** begin Records for the exercise **

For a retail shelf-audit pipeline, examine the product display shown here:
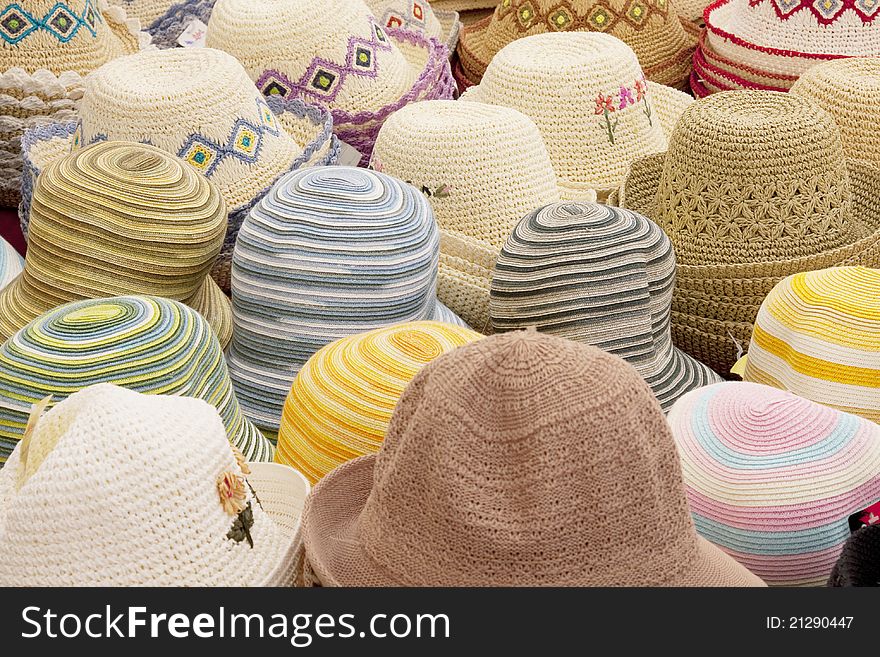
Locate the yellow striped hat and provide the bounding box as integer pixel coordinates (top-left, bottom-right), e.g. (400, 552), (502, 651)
(743, 267), (880, 422)
(275, 321), (482, 483)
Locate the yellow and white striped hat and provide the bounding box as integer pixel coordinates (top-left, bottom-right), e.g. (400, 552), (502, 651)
(743, 267), (880, 422)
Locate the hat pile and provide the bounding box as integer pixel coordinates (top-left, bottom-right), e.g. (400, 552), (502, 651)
(743, 267), (880, 423)
(669, 382), (880, 586)
(228, 167), (460, 431)
(0, 296), (273, 463)
(0, 142), (232, 347)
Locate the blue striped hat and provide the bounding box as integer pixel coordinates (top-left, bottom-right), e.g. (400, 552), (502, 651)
(228, 167), (463, 431)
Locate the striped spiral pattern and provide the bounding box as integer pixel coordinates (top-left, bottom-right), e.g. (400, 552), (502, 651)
(669, 382), (880, 586)
(743, 267), (880, 423)
(229, 167), (460, 431)
(0, 296), (273, 463)
(275, 322), (482, 483)
(490, 202), (721, 410)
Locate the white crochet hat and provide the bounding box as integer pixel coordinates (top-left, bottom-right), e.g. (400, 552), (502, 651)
(0, 384), (309, 586)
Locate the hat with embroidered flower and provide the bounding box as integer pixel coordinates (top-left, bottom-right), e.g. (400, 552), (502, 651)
(207, 0), (455, 165)
(22, 48), (337, 290)
(372, 100), (564, 333)
(0, 0), (150, 206)
(462, 32), (693, 200)
(0, 384), (309, 586)
(620, 91), (880, 373)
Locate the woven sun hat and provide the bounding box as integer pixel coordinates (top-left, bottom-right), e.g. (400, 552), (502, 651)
(0, 296), (273, 464)
(0, 142), (232, 347)
(668, 381), (880, 586)
(743, 267), (880, 423)
(21, 48), (338, 290)
(275, 322), (482, 483)
(301, 331), (762, 586)
(207, 0), (455, 165)
(228, 166), (462, 431)
(462, 32), (694, 200)
(0, 384), (309, 586)
(458, 0), (696, 91)
(489, 203), (721, 411)
(620, 91), (880, 374)
(372, 101), (560, 333)
(0, 0), (150, 206)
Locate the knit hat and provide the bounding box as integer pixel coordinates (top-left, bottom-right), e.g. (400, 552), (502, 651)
(458, 0), (696, 91)
(275, 322), (481, 483)
(0, 142), (232, 347)
(228, 167), (461, 431)
(743, 267), (880, 423)
(0, 296), (273, 464)
(669, 382), (880, 586)
(620, 91), (880, 372)
(22, 48), (337, 290)
(207, 0), (455, 165)
(0, 384), (309, 586)
(462, 32), (694, 200)
(0, 0), (150, 206)
(371, 101), (560, 332)
(489, 203), (721, 411)
(294, 331), (761, 586)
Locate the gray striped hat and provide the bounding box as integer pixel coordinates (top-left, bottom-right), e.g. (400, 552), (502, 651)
(490, 202), (721, 411)
(228, 166), (463, 431)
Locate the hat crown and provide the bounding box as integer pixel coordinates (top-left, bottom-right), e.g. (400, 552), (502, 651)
(359, 331), (696, 585)
(656, 91), (864, 265)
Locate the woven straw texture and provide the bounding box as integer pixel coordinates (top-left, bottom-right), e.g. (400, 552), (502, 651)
(489, 203), (720, 411)
(669, 382), (880, 586)
(458, 0), (695, 87)
(0, 142), (232, 347)
(743, 267), (880, 423)
(462, 32), (693, 200)
(621, 91), (880, 374)
(228, 167), (468, 431)
(372, 101), (560, 333)
(0, 296), (273, 462)
(275, 322), (481, 483)
(302, 331), (761, 586)
(0, 384), (308, 586)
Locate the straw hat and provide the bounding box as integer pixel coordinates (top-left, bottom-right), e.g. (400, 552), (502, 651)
(462, 32), (694, 200)
(489, 203), (721, 411)
(294, 331), (761, 586)
(0, 384), (309, 586)
(669, 382), (880, 586)
(620, 91), (880, 373)
(458, 0), (696, 87)
(371, 101), (560, 333)
(743, 267), (880, 423)
(228, 167), (461, 431)
(0, 296), (273, 464)
(0, 0), (150, 206)
(0, 142), (232, 347)
(275, 322), (482, 483)
(207, 0), (455, 165)
(23, 48), (336, 290)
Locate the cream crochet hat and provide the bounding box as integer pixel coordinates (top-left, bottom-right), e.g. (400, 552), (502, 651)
(371, 101), (560, 333)
(462, 32), (693, 200)
(0, 384), (309, 586)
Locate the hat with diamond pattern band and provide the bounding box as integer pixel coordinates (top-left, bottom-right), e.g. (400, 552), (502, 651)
(620, 91), (880, 374)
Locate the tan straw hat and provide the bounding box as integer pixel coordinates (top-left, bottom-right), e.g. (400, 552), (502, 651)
(620, 91), (880, 373)
(294, 331), (762, 586)
(372, 100), (560, 333)
(462, 32), (693, 200)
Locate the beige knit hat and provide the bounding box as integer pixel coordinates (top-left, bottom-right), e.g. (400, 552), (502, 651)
(294, 331), (762, 586)
(462, 32), (693, 200)
(372, 100), (560, 333)
(620, 91), (880, 373)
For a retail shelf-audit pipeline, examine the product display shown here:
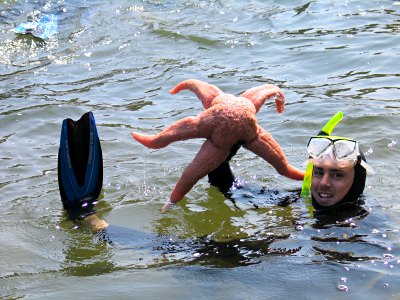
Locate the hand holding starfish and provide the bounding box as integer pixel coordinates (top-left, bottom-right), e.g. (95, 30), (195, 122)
(131, 79), (304, 211)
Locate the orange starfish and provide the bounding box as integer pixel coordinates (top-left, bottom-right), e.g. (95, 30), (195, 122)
(131, 79), (304, 209)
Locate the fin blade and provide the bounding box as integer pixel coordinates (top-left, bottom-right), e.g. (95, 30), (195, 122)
(58, 112), (103, 209)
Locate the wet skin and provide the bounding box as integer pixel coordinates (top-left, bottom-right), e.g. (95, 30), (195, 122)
(131, 79), (304, 209)
(311, 165), (355, 206)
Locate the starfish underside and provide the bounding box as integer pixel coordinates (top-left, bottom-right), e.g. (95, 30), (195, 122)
(132, 79), (304, 203)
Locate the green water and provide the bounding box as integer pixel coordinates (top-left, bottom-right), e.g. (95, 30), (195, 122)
(0, 0), (400, 299)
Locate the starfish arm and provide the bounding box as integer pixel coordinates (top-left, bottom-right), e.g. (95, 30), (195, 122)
(169, 79), (223, 109)
(131, 117), (206, 149)
(244, 126), (304, 180)
(241, 84), (285, 113)
(170, 139), (229, 203)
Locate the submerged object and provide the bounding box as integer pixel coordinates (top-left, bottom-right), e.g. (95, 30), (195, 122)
(58, 112), (103, 219)
(14, 14), (58, 39)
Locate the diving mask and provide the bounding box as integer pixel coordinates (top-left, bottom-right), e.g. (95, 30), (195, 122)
(307, 136), (360, 168)
(307, 136), (373, 173)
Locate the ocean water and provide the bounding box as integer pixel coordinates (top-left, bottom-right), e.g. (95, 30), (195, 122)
(0, 0), (400, 299)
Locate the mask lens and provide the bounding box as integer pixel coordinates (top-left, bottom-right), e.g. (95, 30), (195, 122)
(307, 138), (332, 158)
(334, 140), (358, 159)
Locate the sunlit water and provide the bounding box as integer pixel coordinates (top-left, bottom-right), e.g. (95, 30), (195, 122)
(0, 0), (400, 299)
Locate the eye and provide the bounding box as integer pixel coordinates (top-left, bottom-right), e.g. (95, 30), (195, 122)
(313, 167), (324, 176)
(333, 172), (344, 179)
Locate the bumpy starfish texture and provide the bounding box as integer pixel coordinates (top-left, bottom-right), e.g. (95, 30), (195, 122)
(131, 79), (304, 211)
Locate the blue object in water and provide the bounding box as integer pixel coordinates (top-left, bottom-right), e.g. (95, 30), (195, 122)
(58, 112), (103, 219)
(15, 14), (58, 39)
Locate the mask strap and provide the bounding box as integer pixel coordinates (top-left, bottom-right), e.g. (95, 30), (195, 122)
(300, 160), (314, 197)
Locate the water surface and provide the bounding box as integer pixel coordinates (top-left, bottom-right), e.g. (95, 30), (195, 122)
(0, 0), (400, 299)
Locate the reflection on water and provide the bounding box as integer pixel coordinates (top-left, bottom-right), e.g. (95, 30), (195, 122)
(0, 0), (400, 299)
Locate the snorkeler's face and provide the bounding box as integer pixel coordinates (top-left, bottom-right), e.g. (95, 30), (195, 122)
(311, 164), (355, 206)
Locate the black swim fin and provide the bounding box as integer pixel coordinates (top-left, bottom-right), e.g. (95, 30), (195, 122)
(58, 112), (103, 219)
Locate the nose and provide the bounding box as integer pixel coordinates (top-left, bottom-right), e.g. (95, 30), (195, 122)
(319, 173), (331, 186)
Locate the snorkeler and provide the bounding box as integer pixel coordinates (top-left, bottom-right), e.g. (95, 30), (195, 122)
(208, 112), (373, 212)
(302, 112), (373, 211)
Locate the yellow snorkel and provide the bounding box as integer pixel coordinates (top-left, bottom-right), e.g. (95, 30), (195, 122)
(300, 111), (343, 198)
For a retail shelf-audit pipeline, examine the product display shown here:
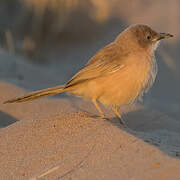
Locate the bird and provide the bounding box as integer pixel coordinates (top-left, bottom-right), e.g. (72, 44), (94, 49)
(4, 24), (173, 125)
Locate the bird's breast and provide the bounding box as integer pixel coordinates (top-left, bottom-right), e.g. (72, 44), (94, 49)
(95, 53), (157, 106)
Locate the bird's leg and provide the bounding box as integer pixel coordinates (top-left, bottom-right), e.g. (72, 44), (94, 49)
(112, 106), (126, 126)
(92, 99), (105, 119)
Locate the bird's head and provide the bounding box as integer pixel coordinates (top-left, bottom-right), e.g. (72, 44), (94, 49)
(117, 24), (173, 51)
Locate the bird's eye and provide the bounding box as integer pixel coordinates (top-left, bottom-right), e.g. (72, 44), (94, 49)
(146, 36), (151, 40)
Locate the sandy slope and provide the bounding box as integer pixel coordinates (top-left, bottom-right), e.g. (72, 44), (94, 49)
(0, 52), (180, 180)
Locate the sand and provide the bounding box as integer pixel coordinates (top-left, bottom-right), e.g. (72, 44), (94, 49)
(0, 47), (180, 180)
(0, 0), (180, 180)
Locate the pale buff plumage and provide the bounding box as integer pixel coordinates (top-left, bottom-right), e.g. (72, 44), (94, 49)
(5, 25), (172, 125)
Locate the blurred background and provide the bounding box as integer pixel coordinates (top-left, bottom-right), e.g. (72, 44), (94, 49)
(0, 0), (180, 116)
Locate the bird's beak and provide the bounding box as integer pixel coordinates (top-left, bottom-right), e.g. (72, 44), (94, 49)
(155, 33), (173, 41)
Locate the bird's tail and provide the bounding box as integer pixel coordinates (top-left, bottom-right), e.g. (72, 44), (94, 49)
(4, 86), (68, 104)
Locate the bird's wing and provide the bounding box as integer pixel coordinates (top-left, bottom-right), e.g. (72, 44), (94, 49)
(65, 43), (128, 87)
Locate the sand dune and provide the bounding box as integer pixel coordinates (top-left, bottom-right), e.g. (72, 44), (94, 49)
(0, 52), (180, 180)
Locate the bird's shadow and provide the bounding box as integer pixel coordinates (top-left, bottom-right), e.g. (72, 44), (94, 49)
(108, 109), (180, 158)
(0, 111), (19, 128)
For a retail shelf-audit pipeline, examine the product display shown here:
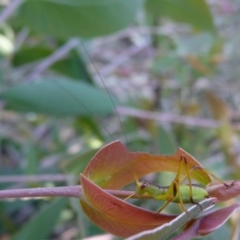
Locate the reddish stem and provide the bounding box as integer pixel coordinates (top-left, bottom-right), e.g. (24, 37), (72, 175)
(0, 185), (136, 199)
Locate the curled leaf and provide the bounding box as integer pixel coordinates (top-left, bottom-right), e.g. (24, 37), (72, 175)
(83, 141), (211, 189)
(206, 180), (240, 202)
(80, 174), (176, 237)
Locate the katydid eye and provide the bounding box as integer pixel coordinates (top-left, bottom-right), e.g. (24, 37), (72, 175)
(141, 182), (148, 189)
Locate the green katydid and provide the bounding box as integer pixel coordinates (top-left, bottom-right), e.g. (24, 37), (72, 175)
(126, 156), (234, 213)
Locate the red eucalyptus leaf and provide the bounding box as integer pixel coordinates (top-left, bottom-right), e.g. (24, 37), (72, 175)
(83, 141), (211, 189)
(80, 174), (176, 237)
(206, 180), (240, 202)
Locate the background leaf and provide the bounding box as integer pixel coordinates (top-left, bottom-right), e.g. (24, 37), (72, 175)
(20, 0), (143, 38)
(1, 78), (117, 116)
(11, 198), (68, 240)
(146, 0), (214, 31)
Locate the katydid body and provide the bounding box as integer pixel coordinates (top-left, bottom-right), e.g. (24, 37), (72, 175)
(135, 181), (209, 203)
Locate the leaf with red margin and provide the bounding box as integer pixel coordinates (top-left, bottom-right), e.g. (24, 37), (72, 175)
(80, 174), (176, 237)
(206, 180), (240, 202)
(173, 203), (240, 240)
(83, 141), (212, 189)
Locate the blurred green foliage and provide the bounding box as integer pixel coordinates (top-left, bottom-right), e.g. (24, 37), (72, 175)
(0, 0), (240, 240)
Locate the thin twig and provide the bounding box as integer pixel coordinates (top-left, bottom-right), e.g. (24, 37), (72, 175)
(94, 41), (150, 79)
(117, 107), (240, 130)
(0, 185), (134, 199)
(0, 174), (75, 183)
(0, 0), (23, 25)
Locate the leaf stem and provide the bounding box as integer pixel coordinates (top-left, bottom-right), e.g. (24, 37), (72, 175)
(0, 185), (133, 199)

** end Records for the exercise **

* **Your goal**
Show every line in the records that contains the word "crochet". Case counts.

* **Response**
Locate the white crochet hat and provide the bounding box as integer pixel coordinates (top-left, bottom-right), e.g. (400, 552), (502, 651)
Locate the cream crochet hat and provide the bounding box as integer pixel coordinates (top-left, bottom-right), e.g. (400, 552), (502, 651)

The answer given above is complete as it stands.